(Input material)
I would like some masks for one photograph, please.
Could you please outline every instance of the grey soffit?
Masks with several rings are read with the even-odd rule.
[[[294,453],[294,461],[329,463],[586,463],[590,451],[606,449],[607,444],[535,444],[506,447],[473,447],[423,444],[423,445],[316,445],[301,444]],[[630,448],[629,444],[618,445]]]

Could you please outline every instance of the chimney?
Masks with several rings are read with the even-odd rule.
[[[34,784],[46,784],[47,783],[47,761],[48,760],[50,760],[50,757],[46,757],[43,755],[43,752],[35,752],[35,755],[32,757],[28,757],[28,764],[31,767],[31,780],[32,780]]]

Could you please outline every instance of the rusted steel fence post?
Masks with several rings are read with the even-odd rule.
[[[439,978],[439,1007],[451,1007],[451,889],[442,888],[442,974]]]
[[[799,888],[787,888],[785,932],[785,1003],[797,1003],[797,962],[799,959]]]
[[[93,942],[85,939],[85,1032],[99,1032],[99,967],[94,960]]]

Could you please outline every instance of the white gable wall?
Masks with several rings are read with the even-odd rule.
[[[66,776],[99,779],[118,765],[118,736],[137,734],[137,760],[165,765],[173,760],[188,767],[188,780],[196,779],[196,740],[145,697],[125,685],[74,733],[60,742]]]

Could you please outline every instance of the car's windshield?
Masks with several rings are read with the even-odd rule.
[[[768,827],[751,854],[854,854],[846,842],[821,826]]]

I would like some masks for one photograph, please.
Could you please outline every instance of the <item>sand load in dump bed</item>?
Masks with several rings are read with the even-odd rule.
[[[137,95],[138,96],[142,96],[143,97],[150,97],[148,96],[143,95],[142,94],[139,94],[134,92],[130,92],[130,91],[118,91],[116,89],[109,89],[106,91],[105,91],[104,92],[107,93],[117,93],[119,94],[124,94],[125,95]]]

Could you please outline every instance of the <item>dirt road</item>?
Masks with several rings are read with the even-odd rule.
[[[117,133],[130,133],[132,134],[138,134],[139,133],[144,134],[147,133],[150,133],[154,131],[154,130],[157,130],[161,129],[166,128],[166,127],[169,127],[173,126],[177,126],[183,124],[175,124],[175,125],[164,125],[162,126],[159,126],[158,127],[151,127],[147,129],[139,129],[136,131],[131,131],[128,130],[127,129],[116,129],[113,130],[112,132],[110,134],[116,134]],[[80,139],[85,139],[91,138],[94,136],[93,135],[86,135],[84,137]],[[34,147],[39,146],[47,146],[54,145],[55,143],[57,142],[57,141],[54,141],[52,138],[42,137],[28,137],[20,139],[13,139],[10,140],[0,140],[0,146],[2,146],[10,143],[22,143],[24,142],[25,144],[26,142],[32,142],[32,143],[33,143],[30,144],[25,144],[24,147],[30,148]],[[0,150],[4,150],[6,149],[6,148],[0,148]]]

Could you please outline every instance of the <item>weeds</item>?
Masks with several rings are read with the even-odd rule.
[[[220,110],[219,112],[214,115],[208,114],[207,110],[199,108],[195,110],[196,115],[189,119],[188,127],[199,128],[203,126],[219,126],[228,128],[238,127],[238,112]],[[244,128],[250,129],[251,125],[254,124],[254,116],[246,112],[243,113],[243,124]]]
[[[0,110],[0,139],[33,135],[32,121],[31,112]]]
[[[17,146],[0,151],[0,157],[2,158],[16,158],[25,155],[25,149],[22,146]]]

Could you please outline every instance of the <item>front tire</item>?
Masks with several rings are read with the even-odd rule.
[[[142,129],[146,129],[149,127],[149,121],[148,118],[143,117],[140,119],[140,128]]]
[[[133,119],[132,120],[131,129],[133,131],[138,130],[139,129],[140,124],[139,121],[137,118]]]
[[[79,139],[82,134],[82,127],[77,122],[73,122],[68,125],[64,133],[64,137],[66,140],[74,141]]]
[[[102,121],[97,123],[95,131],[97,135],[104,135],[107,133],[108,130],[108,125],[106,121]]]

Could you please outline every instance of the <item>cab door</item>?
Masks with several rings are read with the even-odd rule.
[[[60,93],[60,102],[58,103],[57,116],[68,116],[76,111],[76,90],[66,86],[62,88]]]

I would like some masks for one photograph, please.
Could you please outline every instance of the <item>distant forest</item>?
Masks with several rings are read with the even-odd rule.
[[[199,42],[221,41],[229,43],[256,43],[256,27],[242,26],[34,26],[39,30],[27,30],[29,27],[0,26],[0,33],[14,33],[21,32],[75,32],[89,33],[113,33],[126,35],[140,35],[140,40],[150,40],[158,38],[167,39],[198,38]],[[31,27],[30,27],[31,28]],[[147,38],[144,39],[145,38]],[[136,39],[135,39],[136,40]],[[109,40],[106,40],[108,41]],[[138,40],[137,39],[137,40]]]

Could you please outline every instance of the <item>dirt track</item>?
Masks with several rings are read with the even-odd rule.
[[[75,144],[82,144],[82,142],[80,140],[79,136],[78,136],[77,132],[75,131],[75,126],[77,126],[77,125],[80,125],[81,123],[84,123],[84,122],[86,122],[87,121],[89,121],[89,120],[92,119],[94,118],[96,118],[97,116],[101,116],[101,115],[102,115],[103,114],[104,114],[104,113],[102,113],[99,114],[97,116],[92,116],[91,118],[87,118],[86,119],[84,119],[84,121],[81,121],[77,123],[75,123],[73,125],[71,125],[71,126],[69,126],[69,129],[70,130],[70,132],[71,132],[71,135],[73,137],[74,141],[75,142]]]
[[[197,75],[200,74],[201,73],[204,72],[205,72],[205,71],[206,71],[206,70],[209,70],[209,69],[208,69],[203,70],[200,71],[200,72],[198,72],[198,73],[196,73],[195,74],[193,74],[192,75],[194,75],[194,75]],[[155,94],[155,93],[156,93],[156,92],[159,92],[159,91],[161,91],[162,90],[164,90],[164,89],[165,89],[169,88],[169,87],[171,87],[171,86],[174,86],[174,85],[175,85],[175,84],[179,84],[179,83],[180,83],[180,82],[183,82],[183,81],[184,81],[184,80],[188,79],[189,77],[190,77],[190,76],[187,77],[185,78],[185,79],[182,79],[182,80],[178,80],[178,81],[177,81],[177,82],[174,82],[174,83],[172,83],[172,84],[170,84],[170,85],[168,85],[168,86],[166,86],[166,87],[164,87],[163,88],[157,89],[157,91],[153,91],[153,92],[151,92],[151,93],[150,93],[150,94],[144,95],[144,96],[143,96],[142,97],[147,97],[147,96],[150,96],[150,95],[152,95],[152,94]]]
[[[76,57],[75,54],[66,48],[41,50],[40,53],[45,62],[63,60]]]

(Stated goal) Render every line of the records above as a Markdown table with the columns Row and Text. Put the row number in Row and the line in Text, and leave out blank lines.

(Worked solution)
| Row | Text |
|---|---|
| 1 | I would like some masks for one photograph, please. |
| 2 | Could you please outline every instance of the grey soffit? |
| 3 | Masks with several rings are read with the even-odd rule. |
| 4 | [[[294,453],[294,461],[329,463],[586,463],[590,451],[606,449],[607,444],[535,444],[506,447],[473,447],[423,444],[423,445],[316,445],[301,444]],[[630,448],[629,444],[618,445]]] |
| 5 | Could you please outline every instance of the chimney? |
| 6 | Masks with several rings are read with the even-odd rule. |
| 7 | [[[34,784],[46,784],[47,783],[47,761],[48,760],[50,760],[50,757],[46,757],[43,755],[43,752],[35,752],[35,755],[32,757],[28,757],[28,764],[31,767],[31,780],[32,780]]] |
| 8 | Could you please outline every instance of the rusted steel fence post? |
| 9 | Masks with several rings are read with the even-odd rule. |
| 10 | [[[439,978],[439,1007],[451,1007],[451,889],[442,888],[442,974]]] |
| 11 | [[[799,888],[787,888],[785,932],[785,1003],[797,1003],[797,962],[799,959]]] |
| 12 | [[[93,942],[85,939],[85,1032],[99,1032],[99,967],[94,960]]] |
| 13 | Could you please outline every instance of the white gable wall? |
| 14 | Masks with several rings are read with the even-odd rule. |
| 15 | [[[66,776],[99,779],[118,765],[118,736],[137,734],[137,760],[165,765],[173,760],[188,767],[188,780],[196,779],[196,740],[145,697],[125,685],[74,733],[60,742]]] |
| 16 | Could you please outline every instance of the car's windshield? |
| 17 | Masks with several rings are read with the even-odd rule. |
| 18 | [[[768,827],[751,854],[854,854],[846,842],[821,826]]] |
| 19 | I would like some masks for one photograph, please. |
| 20 | Could you please outline every instance of the <item>sand load in dump bed</item>? |
| 21 | Masks with several rings are read with the even-odd rule. |
| 22 | [[[137,95],[138,96],[142,96],[143,97],[150,97],[148,96],[143,95],[142,94],[139,94],[134,92],[130,92],[130,91],[118,91],[116,89],[109,89],[106,91],[105,91],[104,92],[107,93],[117,93],[119,94],[124,94],[125,95]]] |
| 23 | Could you please outline every instance of the <item>dirt road</item>? |
| 24 | Masks with several rings are read with the even-odd rule. |
| 25 | [[[117,133],[130,133],[132,134],[138,134],[139,133],[144,134],[147,133],[150,133],[154,131],[154,130],[157,130],[161,129],[166,128],[166,127],[169,127],[173,126],[177,126],[183,124],[175,124],[175,125],[164,125],[162,126],[159,126],[158,127],[151,127],[147,129],[139,129],[136,131],[131,131],[128,130],[127,129],[116,129],[113,130],[112,132],[110,134],[116,134]],[[80,139],[85,139],[91,138],[94,136],[93,135],[86,135],[84,137]],[[34,147],[39,146],[47,146],[54,145],[55,143],[57,142],[57,141],[54,141],[52,138],[42,137],[28,137],[20,139],[13,139],[10,140],[0,140],[0,146],[2,146],[10,143],[22,143],[24,142],[25,144],[26,142],[32,142],[32,143],[33,143],[30,144],[25,144],[24,147],[30,148]],[[0,150],[4,150],[6,149],[6,148],[0,148]]] |
| 26 | Could you please outline every instance of the <item>weeds</item>? |
| 27 | Masks with several rings are read with the even-odd rule. |
| 28 | [[[220,110],[219,112],[214,115],[208,114],[207,110],[199,108],[195,110],[196,115],[189,119],[188,127],[199,128],[203,126],[219,126],[228,128],[238,127],[238,112]],[[244,128],[250,129],[251,125],[254,124],[254,116],[246,112],[243,113],[243,124]]] |
| 29 | [[[0,110],[0,139],[33,135],[32,121],[31,112]]] |
| 30 | [[[17,146],[0,151],[0,157],[2,158],[16,158],[25,155],[25,149],[22,146]]] |
| 31 | Could you please outline every instance of the <item>front tire</item>? |
| 32 | Masks with several rings are read with the even-odd rule. |
| 33 | [[[142,129],[146,129],[149,127],[149,121],[148,118],[143,117],[140,119],[140,128]]] |
| 34 | [[[133,119],[132,120],[131,129],[133,131],[138,130],[139,129],[140,124],[139,121],[137,118]]] |
| 35 | [[[79,139],[82,134],[82,127],[77,122],[73,122],[68,125],[64,133],[64,137],[66,140],[74,141]]] |
| 36 | [[[102,121],[97,123],[95,131],[97,135],[104,135],[107,133],[108,130],[108,125],[106,121]]] |
| 37 | Could you please outline every instance of the <item>cab door</item>? |
| 38 | Masks with several rings are read with the even-odd rule. |
| 39 | [[[60,93],[60,102],[58,103],[57,116],[68,116],[76,111],[76,90],[66,86],[62,88]]] |
| 40 | I would like some masks for one photograph, please. |
| 41 | Could you please outline every instance of the <item>distant forest</item>? |
| 42 | Masks with several rings are read with the even-odd rule. |
| 43 | [[[199,42],[221,41],[229,43],[256,43],[256,27],[242,26],[34,26],[39,30],[27,30],[29,27],[0,26],[0,33],[14,33],[21,32],[75,32],[89,33],[113,33],[126,35],[140,35],[140,40],[150,40],[158,38],[167,39],[198,38]],[[31,27],[30,27],[31,28]],[[147,38],[144,39],[145,38]],[[136,39],[135,39],[136,40]],[[109,40],[106,40],[108,41]],[[138,40],[137,39],[137,40]]] |
| 44 | Could you please outline every instance of the <item>dirt track</item>? |
| 45 | Masks with several rings are read with the even-odd rule. |
| 46 | [[[75,144],[82,144],[82,142],[80,140],[79,136],[78,136],[77,132],[75,131],[75,126],[77,126],[77,125],[80,125],[81,123],[84,123],[84,122],[86,122],[87,121],[89,121],[89,120],[92,119],[94,118],[96,118],[97,116],[101,116],[101,115],[102,115],[103,114],[104,114],[104,113],[102,113],[99,114],[97,116],[92,116],[91,118],[87,118],[86,119],[84,119],[84,121],[81,121],[77,123],[75,123],[73,125],[71,125],[71,126],[69,126],[69,129],[70,130],[70,132],[71,132],[71,135],[73,137],[74,141],[75,142]]] |
| 47 | [[[197,75],[200,74],[201,73],[204,72],[205,72],[205,71],[206,71],[206,70],[209,70],[209,69],[208,69],[203,70],[200,71],[200,72],[198,72],[198,73],[196,73],[195,74],[193,74],[192,75],[194,75],[194,75]],[[155,94],[155,93],[156,93],[156,92],[159,92],[159,91],[161,91],[162,90],[164,90],[164,89],[165,89],[169,88],[169,87],[171,87],[171,86],[174,86],[174,85],[175,85],[175,84],[179,84],[179,83],[180,83],[180,82],[183,82],[183,81],[184,81],[184,80],[188,79],[189,77],[190,77],[190,76],[187,77],[185,78],[185,79],[182,79],[182,80],[178,80],[178,81],[177,81],[177,82],[174,82],[174,83],[172,83],[172,84],[170,84],[170,85],[168,85],[168,86],[166,86],[166,87],[164,87],[163,88],[157,89],[157,91],[153,91],[153,92],[151,92],[151,93],[150,93],[150,94],[144,95],[144,96],[143,96],[142,97],[147,97],[147,96],[150,96],[150,95],[152,95],[152,94]]] |
| 48 | [[[76,57],[75,54],[66,48],[41,50],[40,53],[45,62],[63,60]]] |